-------- RECORD EXTRACTS --------

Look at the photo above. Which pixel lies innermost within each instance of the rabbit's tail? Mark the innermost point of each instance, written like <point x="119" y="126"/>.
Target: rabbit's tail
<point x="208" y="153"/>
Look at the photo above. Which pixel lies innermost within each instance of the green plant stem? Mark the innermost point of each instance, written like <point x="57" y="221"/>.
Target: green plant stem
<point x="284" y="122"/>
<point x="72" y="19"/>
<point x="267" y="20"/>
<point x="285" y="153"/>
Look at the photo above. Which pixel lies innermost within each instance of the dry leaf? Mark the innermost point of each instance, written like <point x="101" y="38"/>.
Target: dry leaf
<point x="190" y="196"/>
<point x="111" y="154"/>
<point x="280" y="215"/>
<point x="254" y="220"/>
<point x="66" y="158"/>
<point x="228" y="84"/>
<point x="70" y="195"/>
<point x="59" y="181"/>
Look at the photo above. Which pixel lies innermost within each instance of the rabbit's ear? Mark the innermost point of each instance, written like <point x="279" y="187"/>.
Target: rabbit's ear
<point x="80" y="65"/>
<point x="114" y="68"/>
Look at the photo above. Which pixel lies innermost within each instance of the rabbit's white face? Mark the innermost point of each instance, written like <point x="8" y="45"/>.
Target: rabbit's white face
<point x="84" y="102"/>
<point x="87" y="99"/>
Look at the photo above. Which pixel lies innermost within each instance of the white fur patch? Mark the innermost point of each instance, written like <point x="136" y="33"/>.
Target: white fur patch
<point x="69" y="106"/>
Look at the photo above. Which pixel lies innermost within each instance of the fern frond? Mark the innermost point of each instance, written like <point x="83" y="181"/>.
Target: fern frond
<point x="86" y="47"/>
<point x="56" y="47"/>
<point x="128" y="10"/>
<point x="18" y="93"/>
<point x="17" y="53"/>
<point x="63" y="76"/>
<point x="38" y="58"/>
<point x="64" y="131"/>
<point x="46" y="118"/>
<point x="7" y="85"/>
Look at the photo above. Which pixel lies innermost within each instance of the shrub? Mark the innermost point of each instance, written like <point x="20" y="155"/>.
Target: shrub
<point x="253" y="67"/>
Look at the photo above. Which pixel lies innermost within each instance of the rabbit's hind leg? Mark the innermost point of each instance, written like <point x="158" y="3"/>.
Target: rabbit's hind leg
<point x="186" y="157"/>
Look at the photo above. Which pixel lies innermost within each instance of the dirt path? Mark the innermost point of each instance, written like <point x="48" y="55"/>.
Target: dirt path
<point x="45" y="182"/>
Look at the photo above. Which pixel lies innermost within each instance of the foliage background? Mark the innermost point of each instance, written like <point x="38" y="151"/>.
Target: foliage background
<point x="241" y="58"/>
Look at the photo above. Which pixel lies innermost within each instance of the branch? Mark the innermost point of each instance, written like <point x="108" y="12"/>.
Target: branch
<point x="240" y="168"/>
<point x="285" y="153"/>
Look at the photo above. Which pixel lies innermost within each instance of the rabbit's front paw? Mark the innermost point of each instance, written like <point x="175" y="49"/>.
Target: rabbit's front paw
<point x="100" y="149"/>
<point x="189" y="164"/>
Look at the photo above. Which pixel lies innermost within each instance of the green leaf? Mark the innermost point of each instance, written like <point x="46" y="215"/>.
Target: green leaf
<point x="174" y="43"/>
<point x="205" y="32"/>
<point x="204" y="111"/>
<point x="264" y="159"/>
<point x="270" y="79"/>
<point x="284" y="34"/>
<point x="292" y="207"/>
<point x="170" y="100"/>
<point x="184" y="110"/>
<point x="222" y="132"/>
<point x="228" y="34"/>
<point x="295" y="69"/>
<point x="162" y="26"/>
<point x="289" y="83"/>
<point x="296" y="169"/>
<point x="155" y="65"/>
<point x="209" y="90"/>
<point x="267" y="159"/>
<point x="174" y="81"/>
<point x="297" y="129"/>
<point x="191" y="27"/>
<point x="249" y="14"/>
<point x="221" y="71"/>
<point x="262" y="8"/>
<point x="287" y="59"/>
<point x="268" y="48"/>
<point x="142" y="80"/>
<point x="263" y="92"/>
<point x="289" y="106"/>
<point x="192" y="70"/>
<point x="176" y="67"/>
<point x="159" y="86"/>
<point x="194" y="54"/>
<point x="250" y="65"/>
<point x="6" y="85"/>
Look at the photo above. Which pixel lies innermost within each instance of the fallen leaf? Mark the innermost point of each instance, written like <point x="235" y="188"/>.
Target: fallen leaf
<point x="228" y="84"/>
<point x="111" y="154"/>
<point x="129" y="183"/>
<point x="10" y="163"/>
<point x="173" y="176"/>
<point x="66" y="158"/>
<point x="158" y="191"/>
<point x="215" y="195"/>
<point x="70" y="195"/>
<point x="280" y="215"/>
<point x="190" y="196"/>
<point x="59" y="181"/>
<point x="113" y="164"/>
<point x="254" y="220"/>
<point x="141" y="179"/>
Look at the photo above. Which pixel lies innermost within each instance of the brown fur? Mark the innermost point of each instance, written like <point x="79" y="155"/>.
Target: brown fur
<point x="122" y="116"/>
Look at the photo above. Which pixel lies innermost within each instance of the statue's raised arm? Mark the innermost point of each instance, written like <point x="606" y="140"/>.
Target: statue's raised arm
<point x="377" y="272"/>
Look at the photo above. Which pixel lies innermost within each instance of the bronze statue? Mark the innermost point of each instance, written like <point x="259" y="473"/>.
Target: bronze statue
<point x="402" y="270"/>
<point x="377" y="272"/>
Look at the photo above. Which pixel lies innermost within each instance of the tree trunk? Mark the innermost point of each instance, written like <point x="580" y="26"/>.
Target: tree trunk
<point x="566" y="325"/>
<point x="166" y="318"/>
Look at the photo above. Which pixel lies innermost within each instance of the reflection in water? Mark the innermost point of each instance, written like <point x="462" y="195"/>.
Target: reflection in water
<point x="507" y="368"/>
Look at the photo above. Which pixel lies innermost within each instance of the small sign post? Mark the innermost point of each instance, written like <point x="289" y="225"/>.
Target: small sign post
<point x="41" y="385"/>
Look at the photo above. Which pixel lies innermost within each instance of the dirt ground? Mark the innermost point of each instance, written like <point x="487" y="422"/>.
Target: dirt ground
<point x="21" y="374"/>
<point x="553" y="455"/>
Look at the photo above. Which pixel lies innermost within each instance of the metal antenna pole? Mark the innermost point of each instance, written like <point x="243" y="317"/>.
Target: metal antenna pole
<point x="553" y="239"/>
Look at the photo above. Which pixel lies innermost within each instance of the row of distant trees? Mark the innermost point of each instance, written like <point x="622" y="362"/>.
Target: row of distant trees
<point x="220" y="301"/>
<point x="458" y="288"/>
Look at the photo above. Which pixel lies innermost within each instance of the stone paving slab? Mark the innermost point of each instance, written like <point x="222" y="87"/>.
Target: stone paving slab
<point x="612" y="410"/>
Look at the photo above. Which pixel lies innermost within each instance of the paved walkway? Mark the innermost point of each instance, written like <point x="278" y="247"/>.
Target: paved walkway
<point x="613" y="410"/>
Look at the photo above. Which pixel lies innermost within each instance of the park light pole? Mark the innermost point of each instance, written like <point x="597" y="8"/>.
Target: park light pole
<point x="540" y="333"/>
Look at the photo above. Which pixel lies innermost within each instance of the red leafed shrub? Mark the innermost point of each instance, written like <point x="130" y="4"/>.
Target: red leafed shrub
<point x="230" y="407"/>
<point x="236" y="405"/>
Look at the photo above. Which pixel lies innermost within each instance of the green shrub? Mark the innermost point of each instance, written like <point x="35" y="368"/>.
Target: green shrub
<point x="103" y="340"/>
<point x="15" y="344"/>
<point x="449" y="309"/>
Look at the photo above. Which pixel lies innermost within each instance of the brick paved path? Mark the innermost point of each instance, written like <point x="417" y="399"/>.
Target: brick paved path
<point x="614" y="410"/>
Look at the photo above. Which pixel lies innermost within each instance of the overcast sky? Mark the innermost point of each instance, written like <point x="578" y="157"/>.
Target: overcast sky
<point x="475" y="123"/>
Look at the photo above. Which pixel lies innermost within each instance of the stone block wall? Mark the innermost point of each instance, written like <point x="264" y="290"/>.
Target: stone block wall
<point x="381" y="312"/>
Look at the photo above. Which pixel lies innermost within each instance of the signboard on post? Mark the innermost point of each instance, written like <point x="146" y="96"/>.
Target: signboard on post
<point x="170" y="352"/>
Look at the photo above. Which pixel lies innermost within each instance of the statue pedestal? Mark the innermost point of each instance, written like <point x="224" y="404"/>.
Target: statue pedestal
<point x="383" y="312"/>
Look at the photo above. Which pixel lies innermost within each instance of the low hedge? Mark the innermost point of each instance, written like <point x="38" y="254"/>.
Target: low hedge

--------

> **ASSIGNMENT**: Everything above from the line containing "Target: statue's raised arm" through the line containing "of the reflection" must be copied exactly. Nothing outside that range belongs in the answer.

> **EXERCISE RESULT**:
Target: statue's raised arm
<point x="377" y="272"/>
Look at the photo above. Which pixel lies innermost within each instance of the bronze statue? Mark the innermost point of each instance, written like <point x="259" y="473"/>.
Target: bronze statue
<point x="402" y="270"/>
<point x="377" y="272"/>
Look at the photo above. Which pixel lies innermost within each instance of the tree trunk? Mark the innermost point of each instance, written like <point x="580" y="26"/>.
Target: tree trunk
<point x="566" y="325"/>
<point x="166" y="318"/>
Look at the photo above. Which pixel lies innermost within each instance of the reflection in water? Mark the innermost point of each instance, written like <point x="462" y="195"/>.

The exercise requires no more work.